RECORDS PROVIDED:
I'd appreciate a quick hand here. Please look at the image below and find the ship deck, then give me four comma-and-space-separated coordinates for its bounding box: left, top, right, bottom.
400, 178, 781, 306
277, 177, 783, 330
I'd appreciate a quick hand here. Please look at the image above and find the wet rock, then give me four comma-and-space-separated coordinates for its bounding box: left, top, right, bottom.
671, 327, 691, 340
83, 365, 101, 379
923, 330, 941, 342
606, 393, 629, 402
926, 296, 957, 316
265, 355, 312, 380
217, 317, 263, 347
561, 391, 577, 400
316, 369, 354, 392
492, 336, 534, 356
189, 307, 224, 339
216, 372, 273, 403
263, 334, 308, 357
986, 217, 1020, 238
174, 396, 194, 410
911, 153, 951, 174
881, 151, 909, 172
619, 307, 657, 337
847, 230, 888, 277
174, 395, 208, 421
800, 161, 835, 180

REQUIREMENT: Please set down each of the entries above exactly as given.

EXERCISE RESPONSE:
I'd appreciate a quick hand here. Please look at the image below and find the ship deck, then give me four comma-and-space-separated coordinates for its bounding box: left, top, right, bottom.
400, 178, 781, 306
277, 177, 783, 330
I'd appreciate a quick hand here. Please look at the image above and find the wet rock, then give me four comma-and-space-separated coordinates for its bounding box: left, top, right, bottom.
671, 327, 691, 340
83, 365, 101, 379
923, 330, 941, 342
606, 393, 629, 402
926, 296, 957, 316
265, 355, 312, 380
217, 317, 263, 347
561, 391, 577, 400
316, 369, 354, 392
492, 336, 534, 356
189, 307, 224, 339
216, 372, 273, 403
263, 334, 308, 357
986, 217, 1020, 238
174, 396, 194, 410
911, 153, 951, 174
881, 151, 909, 172
619, 307, 657, 337
847, 230, 888, 277
174, 395, 208, 421
800, 161, 835, 180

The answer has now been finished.